- WHAT THE TASK ASKS
Reproduce exactly the lines from the one containing "of the glowing" through the last line of the records below, both included, and nothing else.

**** INFORMATION PROVIDED ****

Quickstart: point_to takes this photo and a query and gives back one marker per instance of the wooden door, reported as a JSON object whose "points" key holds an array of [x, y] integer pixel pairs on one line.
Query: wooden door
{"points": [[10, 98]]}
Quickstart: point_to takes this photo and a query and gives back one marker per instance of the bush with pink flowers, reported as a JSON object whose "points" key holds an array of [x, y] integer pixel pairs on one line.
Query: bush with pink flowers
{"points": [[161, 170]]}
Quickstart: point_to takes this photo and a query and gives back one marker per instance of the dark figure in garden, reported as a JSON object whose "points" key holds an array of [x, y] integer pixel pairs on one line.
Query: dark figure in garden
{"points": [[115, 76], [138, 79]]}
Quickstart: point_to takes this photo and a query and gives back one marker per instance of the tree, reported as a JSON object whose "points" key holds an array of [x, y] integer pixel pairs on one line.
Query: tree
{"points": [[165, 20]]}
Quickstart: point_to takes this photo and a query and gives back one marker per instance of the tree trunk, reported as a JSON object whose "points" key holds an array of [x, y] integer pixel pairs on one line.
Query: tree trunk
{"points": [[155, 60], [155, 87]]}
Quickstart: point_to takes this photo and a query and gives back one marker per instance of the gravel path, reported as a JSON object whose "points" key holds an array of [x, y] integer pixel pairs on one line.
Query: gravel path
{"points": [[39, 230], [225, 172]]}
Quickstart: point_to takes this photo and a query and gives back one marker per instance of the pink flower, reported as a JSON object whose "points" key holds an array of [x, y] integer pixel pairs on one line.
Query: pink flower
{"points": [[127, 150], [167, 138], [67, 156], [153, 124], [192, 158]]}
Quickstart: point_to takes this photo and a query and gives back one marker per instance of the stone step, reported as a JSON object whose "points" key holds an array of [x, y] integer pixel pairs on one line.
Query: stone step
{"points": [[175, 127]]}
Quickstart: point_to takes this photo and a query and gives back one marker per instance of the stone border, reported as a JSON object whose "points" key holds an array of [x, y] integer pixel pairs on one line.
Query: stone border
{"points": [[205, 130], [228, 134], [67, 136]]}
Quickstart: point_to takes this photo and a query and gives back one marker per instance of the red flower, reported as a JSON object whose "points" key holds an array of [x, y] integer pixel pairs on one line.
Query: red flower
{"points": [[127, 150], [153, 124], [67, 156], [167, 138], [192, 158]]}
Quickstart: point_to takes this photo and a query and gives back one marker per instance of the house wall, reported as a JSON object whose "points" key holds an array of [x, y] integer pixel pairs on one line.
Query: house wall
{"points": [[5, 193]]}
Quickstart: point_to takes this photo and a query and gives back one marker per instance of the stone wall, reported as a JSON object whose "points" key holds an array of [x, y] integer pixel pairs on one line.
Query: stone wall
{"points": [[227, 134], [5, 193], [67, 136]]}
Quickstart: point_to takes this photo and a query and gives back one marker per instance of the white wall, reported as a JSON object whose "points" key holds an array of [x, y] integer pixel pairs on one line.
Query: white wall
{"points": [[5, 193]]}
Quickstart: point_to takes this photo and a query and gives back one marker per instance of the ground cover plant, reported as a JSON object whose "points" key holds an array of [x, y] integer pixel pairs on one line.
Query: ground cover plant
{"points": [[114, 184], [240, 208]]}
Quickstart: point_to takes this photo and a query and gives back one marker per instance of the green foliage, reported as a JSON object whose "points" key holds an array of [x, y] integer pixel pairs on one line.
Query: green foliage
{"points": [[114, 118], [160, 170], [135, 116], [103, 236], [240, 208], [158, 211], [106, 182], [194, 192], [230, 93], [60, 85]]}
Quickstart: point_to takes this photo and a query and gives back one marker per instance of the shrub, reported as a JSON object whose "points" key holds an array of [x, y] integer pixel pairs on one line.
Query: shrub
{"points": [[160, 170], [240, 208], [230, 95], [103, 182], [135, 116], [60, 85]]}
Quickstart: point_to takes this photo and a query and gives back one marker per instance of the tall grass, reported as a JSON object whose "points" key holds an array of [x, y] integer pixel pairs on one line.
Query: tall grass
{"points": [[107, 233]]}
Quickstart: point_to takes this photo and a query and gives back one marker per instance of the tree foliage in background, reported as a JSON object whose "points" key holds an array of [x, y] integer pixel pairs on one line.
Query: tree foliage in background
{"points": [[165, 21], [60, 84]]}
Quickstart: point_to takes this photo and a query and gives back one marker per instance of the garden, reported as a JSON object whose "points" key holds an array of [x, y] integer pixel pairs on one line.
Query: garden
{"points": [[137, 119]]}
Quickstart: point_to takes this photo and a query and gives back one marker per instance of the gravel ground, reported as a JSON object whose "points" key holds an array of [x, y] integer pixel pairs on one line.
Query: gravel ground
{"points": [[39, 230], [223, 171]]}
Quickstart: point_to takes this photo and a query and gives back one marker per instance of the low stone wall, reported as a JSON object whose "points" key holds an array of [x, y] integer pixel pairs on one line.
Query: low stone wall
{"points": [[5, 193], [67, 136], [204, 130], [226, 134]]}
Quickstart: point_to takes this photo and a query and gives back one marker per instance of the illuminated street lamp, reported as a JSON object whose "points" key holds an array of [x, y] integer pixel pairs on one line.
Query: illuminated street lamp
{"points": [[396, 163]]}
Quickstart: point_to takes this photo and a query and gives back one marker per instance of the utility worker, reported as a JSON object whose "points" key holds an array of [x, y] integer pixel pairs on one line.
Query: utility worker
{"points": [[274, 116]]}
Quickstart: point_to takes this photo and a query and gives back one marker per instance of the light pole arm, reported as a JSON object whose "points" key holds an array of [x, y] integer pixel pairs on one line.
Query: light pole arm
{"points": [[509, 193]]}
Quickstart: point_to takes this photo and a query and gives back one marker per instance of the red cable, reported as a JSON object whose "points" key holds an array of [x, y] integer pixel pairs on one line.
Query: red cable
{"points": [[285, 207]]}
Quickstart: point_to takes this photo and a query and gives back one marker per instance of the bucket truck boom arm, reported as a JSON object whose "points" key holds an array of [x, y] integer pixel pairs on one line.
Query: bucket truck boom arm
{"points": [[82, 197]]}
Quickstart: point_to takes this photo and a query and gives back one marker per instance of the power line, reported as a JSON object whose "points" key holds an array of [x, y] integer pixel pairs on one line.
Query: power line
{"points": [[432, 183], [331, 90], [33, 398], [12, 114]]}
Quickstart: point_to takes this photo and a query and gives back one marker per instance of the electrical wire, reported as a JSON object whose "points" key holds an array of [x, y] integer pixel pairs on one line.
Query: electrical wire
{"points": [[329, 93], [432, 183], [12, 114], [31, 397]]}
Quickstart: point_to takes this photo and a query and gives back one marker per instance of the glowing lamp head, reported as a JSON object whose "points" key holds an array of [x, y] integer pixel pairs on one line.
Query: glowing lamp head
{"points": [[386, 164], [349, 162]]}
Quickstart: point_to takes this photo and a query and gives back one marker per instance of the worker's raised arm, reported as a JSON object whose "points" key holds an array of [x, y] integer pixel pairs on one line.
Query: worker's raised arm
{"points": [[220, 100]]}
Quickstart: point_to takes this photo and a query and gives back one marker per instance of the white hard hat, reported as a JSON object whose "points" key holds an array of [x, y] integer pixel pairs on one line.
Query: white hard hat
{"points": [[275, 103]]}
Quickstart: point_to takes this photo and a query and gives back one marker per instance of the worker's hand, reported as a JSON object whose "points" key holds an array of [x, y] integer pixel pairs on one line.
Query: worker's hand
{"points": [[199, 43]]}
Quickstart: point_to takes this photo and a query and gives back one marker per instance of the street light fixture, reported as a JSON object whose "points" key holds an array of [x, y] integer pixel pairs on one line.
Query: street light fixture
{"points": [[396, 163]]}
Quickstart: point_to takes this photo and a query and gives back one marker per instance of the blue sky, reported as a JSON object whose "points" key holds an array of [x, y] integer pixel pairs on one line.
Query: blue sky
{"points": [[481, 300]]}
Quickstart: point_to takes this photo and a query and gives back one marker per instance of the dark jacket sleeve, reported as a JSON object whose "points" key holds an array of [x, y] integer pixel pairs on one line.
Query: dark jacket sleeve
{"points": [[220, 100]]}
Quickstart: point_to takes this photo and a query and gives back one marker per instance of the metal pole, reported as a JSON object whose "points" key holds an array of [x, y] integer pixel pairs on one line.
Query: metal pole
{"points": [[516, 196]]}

****

- WRITTEN ANSWER
Quickstart: point_to takes this photo and a query and gives back one marker per instance of the glowing lamp head, reported as a JSON object whose "points" key holds an array of [x, y] integer pixel pairs on one line.
Query: glowing lamp head
{"points": [[386, 164], [349, 162]]}
Quickstart: point_to takes this photo and a query and gives back one marker per instance of the worker's raised arm, reported as a JSON object whose "points" key holds an array of [x, y] integer pixel pairs on one line.
Query: worker's raised arm
{"points": [[220, 100]]}
Quickstart: point_to takes this photo and a query and gives back one marker per instance of the white hard hat, reported as a JSON object whose "points" key holds an array of [x, y] integer pixel pairs on one line.
Query: white hard hat
{"points": [[275, 103]]}
Quickstart: point_to takes this photo and a query and gives back one marker per instance of the worker's hand, reported as a JSON object whose "points" key holds an array of [x, y] integer pixel pairs on one line.
Query: worker's hand
{"points": [[199, 43]]}
Quickstart: point_to takes this photo and a query and gives back one marker per instance of the street light fixture, reported as a JSON object whose "points" key holds an array of [x, y] integer pixel pairs on one line.
Query: street light fixture
{"points": [[396, 163]]}
Quickstart: point_to takes this photo and a query and gives back one marker per instance of the blue sky, reported as a JSON object whose "points" key holds an array of [x, y] integer pixel pairs on one line.
Query: blue sky
{"points": [[481, 300]]}
Quickstart: point_to takes this photo and a query and gives back one marker per instance of the dark jacket sleeve, reported as a JSON object whose "points" key holds an array of [x, y] integer pixel pairs on one line.
Query: dark jacket sleeve
{"points": [[220, 100]]}
Quickstart: point_to takes this photo and a query and gives back one marker per instance of the metal pole, reported as a JSON object whose "points" key holds an array of [x, y] integer pixel pairs on one line.
Query: metal pole
{"points": [[516, 196]]}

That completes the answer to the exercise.